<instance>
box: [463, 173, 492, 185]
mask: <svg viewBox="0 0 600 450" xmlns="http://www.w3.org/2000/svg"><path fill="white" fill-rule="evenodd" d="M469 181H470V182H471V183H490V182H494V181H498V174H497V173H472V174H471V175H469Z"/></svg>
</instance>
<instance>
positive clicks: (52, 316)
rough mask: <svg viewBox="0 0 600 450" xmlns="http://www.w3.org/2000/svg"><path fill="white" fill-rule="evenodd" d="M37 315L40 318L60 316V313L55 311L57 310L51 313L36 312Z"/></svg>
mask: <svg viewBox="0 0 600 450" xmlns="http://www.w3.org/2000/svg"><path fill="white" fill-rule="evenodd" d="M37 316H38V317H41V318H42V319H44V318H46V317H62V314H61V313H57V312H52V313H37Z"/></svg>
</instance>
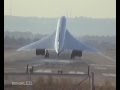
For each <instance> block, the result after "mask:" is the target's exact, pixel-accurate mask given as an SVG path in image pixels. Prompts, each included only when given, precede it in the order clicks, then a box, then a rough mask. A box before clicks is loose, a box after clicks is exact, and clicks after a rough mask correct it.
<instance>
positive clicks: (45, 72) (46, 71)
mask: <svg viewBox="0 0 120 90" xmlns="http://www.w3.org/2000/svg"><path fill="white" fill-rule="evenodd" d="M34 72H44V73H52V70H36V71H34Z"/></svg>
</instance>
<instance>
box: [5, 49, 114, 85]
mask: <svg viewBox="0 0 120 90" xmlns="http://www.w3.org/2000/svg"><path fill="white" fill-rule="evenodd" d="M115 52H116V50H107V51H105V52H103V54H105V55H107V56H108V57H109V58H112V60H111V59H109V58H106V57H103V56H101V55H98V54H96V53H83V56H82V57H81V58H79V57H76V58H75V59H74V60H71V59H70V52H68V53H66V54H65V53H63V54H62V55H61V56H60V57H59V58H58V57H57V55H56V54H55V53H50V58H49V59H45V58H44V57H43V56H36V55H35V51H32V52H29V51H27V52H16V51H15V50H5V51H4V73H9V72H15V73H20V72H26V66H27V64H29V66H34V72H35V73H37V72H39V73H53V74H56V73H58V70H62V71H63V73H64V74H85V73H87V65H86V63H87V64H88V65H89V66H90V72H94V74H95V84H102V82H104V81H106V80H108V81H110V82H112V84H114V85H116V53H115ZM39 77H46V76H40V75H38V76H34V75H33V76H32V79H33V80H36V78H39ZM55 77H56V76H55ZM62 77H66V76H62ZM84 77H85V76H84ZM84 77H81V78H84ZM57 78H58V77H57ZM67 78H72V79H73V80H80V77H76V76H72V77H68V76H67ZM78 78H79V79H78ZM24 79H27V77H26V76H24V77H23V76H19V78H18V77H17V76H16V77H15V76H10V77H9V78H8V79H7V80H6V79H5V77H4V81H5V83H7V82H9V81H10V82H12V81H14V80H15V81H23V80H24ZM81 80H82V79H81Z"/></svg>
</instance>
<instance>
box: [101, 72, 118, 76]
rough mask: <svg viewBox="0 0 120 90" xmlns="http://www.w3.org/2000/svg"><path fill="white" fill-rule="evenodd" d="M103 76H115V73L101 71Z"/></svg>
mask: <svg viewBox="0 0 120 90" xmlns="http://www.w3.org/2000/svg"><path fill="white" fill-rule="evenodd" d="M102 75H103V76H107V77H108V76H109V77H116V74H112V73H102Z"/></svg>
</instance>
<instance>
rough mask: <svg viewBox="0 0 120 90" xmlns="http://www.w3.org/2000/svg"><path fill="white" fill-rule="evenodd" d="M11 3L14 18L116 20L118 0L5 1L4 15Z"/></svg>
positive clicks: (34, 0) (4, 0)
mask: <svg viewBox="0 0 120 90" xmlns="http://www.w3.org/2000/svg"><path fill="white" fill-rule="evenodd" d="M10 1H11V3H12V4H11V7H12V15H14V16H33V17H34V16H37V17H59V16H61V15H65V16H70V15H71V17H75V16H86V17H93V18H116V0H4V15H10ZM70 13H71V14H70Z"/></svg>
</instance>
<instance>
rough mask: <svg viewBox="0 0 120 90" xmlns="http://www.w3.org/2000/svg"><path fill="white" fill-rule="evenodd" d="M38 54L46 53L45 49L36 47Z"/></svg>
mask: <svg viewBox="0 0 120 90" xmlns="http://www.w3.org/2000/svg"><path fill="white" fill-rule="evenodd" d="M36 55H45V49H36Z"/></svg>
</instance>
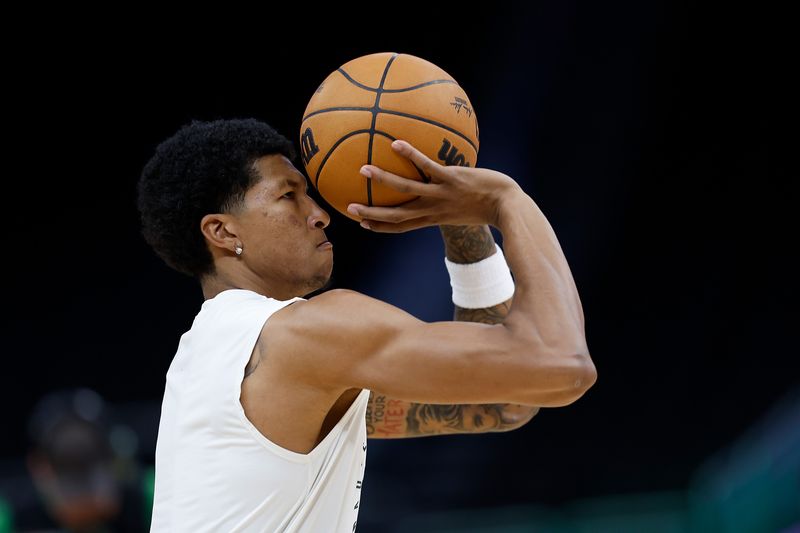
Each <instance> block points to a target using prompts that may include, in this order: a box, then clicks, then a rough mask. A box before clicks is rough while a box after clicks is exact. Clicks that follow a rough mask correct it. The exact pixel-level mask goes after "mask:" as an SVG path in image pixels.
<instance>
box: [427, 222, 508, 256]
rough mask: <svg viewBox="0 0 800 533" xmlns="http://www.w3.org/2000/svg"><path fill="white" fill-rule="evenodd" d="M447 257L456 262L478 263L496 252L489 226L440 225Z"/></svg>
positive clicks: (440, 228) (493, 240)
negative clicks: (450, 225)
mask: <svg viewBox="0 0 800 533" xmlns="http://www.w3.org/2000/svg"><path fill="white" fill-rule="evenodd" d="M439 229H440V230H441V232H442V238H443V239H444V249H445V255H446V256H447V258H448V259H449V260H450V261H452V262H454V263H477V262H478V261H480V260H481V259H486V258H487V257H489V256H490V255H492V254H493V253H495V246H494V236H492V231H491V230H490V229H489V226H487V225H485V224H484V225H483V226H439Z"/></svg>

---*---

_TASK TO COMPLETE_. Would you please set down the data above again exactly, without its pictures?

_EXERCISE SOLUTION_.
<instance>
box: [463, 173, 492, 185]
mask: <svg viewBox="0 0 600 450" xmlns="http://www.w3.org/2000/svg"><path fill="white" fill-rule="evenodd" d="M469 181H470V182H471V183H490V182H494V181H498V174H497V173H472V174H471V175H469Z"/></svg>
</instance>
<instance>
positive clicks: (52, 316)
rough mask: <svg viewBox="0 0 600 450" xmlns="http://www.w3.org/2000/svg"><path fill="white" fill-rule="evenodd" d="M37 315L40 318L60 316V313L55 311L57 310L51 313L36 312Z"/></svg>
mask: <svg viewBox="0 0 600 450" xmlns="http://www.w3.org/2000/svg"><path fill="white" fill-rule="evenodd" d="M37 316H38V317H41V318H42V319H44V318H46V317H62V314H61V313H57V312H52V313H37Z"/></svg>
</instance>
For each <instance> block, the result after "mask:" is the target's exact, pixel-accurate mask given as an SVG path in image pixels. Prompts, each included only when given, precede it in the order clicks, then a box, then a rough mask. A box before clicks is loose, a box after clicks is exact, and clicks after a rough mask correct it.
<instance>
positive clicks: (45, 72) (46, 71)
mask: <svg viewBox="0 0 120 90" xmlns="http://www.w3.org/2000/svg"><path fill="white" fill-rule="evenodd" d="M34 72H44V73H52V70H36V71H34Z"/></svg>
</instance>
<instance>
box: [5, 49, 114, 85]
mask: <svg viewBox="0 0 120 90" xmlns="http://www.w3.org/2000/svg"><path fill="white" fill-rule="evenodd" d="M115 52H116V50H107V51H105V52H103V54H105V55H107V56H108V57H109V58H112V60H111V59H109V58H106V57H103V56H101V55H98V54H96V53H83V56H82V57H81V58H79V57H76V58H75V59H74V60H71V59H70V52H68V53H66V54H65V53H63V54H62V55H61V56H60V57H59V58H58V57H57V55H56V54H55V53H50V58H49V59H45V58H44V57H43V56H36V55H35V51H32V52H29V51H27V52H16V51H15V50H5V51H4V73H9V72H15V73H20V72H26V66H27V64H29V66H34V72H35V73H37V72H39V73H53V74H56V73H58V70H62V71H63V73H64V74H85V73H87V65H86V63H87V64H88V65H89V66H90V72H94V74H95V84H102V82H104V81H106V80H108V81H110V82H112V84H114V85H116V53H115ZM39 77H46V76H40V75H38V76H34V75H33V76H32V79H33V80H36V78H39ZM55 77H56V76H55ZM62 77H66V76H62ZM84 77H85V76H84ZM84 77H81V78H84ZM57 78H58V77H57ZM67 78H72V79H73V80H80V77H76V76H72V77H68V76H67ZM78 78H79V79H78ZM24 79H27V77H26V76H24V77H23V76H19V78H18V77H17V76H16V77H15V76H10V77H9V78H8V79H7V80H6V79H5V77H4V81H5V83H7V82H9V81H10V82H12V81H14V80H15V81H23V80H24ZM81 80H82V79H81Z"/></svg>
</instance>
<instance>
box: [101, 72, 118, 76]
rough mask: <svg viewBox="0 0 120 90" xmlns="http://www.w3.org/2000/svg"><path fill="white" fill-rule="evenodd" d="M103 76H115V73L101 71Z"/></svg>
mask: <svg viewBox="0 0 120 90" xmlns="http://www.w3.org/2000/svg"><path fill="white" fill-rule="evenodd" d="M102 75H103V76H107V77H108V76H109V77H116V74H112V73H102Z"/></svg>
</instance>
<instance>
rough mask: <svg viewBox="0 0 120 90" xmlns="http://www.w3.org/2000/svg"><path fill="white" fill-rule="evenodd" d="M11 3L14 18L116 20L118 0L5 1L4 15Z"/></svg>
positive clicks: (34, 0) (4, 0)
mask: <svg viewBox="0 0 120 90" xmlns="http://www.w3.org/2000/svg"><path fill="white" fill-rule="evenodd" d="M10 1H11V3H12V4H11V7H12V15H14V16H33V17H34V16H37V17H59V16H61V15H65V16H70V15H71V17H75V16H86V17H93V18H116V0H4V15H10ZM70 13H71V14H70Z"/></svg>
</instance>
<instance>
rough mask: <svg viewBox="0 0 120 90" xmlns="http://www.w3.org/2000/svg"><path fill="white" fill-rule="evenodd" d="M38 54L46 53L45 49L36 47Z"/></svg>
mask: <svg viewBox="0 0 120 90" xmlns="http://www.w3.org/2000/svg"><path fill="white" fill-rule="evenodd" d="M36 55H45V49H36Z"/></svg>
</instance>
Each <instance> block points to a target using prompts that may include, in this order: a box, then clicks, then a rough mask. A box before clicks is rough while a box after clicks is exact. Clicks that follow a rough mask correct it. The exact pixel-level mask goes after "mask:" as an SVG path in image pixels.
<instance>
box: [427, 222, 508, 256]
rough mask: <svg viewBox="0 0 800 533" xmlns="http://www.w3.org/2000/svg"><path fill="white" fill-rule="evenodd" d="M447 257L456 262L478 263L496 252L489 226L440 225Z"/></svg>
positive clicks: (440, 228) (493, 240)
negative clicks: (450, 225)
mask: <svg viewBox="0 0 800 533" xmlns="http://www.w3.org/2000/svg"><path fill="white" fill-rule="evenodd" d="M439 229H440V230H441V232H442V238H443V239H444V249H445V255H446V256H447V258H448V259H449V260H450V261H452V262H454V263H477V262H478V261H480V260H481V259H486V258H487V257H489V256H490V255H492V254H493V253H495V246H494V236H492V231H491V230H490V229H489V226H487V225H485V224H484V225H483V226H439Z"/></svg>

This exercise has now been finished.